• **ENTRIES SHOWN**

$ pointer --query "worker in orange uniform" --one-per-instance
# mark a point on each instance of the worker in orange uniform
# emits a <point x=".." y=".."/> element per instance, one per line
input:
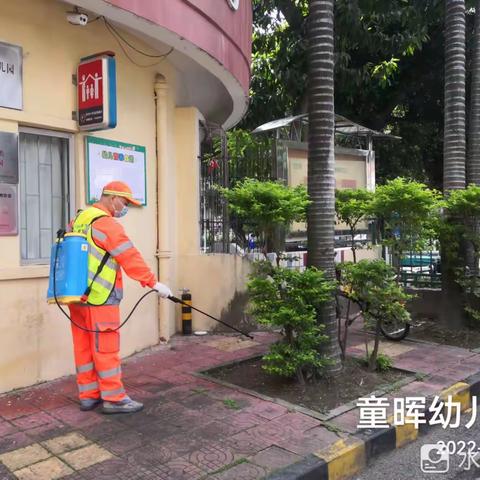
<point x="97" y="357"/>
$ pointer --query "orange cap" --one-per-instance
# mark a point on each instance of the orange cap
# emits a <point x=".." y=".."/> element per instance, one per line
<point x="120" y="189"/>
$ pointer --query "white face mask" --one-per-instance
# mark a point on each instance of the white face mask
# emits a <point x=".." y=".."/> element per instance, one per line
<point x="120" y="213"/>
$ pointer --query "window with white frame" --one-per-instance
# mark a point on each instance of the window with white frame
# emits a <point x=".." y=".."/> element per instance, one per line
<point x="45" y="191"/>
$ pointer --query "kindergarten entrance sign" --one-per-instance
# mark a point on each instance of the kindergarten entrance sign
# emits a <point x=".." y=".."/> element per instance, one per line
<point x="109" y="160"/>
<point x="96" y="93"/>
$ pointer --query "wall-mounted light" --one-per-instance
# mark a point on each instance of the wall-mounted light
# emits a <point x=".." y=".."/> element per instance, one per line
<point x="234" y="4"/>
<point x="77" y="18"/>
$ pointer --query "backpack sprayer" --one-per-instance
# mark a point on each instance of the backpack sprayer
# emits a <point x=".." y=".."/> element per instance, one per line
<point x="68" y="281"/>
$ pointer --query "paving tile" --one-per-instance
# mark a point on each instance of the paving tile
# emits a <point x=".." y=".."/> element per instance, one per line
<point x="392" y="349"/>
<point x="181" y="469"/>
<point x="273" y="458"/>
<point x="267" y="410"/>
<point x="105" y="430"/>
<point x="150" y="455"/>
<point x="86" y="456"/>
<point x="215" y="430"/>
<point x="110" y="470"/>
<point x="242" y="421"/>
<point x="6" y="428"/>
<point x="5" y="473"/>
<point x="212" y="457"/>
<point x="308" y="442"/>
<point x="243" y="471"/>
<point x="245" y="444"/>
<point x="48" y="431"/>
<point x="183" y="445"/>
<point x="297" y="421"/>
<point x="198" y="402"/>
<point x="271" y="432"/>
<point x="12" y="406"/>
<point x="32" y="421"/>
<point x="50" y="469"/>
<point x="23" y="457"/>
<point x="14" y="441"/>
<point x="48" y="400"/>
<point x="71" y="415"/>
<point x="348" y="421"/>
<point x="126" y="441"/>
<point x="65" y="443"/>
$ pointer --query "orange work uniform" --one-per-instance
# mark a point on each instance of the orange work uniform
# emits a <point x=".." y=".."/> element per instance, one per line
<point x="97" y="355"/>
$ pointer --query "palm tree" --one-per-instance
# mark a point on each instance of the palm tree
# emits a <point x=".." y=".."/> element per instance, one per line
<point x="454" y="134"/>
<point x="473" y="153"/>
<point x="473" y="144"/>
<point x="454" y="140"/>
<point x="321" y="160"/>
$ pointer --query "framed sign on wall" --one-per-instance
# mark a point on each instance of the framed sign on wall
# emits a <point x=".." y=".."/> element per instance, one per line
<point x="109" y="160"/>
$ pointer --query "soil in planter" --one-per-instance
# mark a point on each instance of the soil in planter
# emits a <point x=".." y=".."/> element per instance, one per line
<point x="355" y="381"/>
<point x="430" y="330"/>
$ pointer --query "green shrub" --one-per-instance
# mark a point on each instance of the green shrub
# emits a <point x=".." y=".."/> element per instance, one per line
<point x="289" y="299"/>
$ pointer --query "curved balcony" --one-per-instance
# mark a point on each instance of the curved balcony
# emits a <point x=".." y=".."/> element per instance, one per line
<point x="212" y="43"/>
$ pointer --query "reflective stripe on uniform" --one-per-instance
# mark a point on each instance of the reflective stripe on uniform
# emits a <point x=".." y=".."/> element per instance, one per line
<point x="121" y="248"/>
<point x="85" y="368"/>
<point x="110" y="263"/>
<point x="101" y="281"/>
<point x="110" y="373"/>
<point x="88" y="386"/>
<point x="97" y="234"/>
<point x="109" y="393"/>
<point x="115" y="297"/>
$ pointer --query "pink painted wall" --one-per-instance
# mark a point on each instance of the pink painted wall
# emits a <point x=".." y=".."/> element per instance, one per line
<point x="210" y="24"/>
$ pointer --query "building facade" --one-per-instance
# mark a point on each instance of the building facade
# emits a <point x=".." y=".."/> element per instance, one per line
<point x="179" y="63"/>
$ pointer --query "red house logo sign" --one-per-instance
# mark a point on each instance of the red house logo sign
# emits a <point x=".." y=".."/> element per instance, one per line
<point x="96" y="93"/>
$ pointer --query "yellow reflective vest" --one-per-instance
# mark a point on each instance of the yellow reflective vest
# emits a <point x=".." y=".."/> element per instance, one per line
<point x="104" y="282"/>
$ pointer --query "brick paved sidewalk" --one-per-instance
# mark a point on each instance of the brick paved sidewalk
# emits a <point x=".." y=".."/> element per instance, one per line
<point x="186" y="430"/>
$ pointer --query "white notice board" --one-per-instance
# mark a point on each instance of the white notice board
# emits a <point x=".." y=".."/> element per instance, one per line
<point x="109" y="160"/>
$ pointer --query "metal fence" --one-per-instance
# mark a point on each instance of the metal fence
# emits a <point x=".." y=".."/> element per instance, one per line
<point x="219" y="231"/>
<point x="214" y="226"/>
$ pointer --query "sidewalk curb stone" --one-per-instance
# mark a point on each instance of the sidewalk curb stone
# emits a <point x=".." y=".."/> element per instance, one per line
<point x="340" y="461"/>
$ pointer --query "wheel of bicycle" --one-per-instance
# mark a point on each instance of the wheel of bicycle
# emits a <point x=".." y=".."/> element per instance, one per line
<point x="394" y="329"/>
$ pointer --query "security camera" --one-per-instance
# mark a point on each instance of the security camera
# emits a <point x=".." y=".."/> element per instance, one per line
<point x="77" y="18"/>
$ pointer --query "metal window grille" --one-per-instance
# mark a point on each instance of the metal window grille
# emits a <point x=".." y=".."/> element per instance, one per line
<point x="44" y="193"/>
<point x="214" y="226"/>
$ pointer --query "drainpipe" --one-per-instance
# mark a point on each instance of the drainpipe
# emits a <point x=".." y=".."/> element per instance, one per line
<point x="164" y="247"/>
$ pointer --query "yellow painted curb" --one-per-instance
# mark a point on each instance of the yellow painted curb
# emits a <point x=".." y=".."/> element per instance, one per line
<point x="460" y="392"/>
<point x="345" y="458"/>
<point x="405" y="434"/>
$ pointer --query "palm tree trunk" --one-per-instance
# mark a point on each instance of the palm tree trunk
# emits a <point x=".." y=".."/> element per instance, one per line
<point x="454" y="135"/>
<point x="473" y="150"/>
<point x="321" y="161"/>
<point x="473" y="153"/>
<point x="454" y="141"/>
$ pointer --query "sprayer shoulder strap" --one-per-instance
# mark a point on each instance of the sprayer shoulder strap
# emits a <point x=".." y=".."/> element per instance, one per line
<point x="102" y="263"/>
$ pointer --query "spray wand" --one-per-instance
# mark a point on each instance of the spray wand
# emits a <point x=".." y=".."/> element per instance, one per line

• **TASK PROMPT**
List every line of the items above that contains the string "tile". Case counts, so match only that exact capitalization.

• **EXERCISE SOLUTION**
$ pointer --query "paving tile" --one-per-instance
# mark a point on each instance of the paving tile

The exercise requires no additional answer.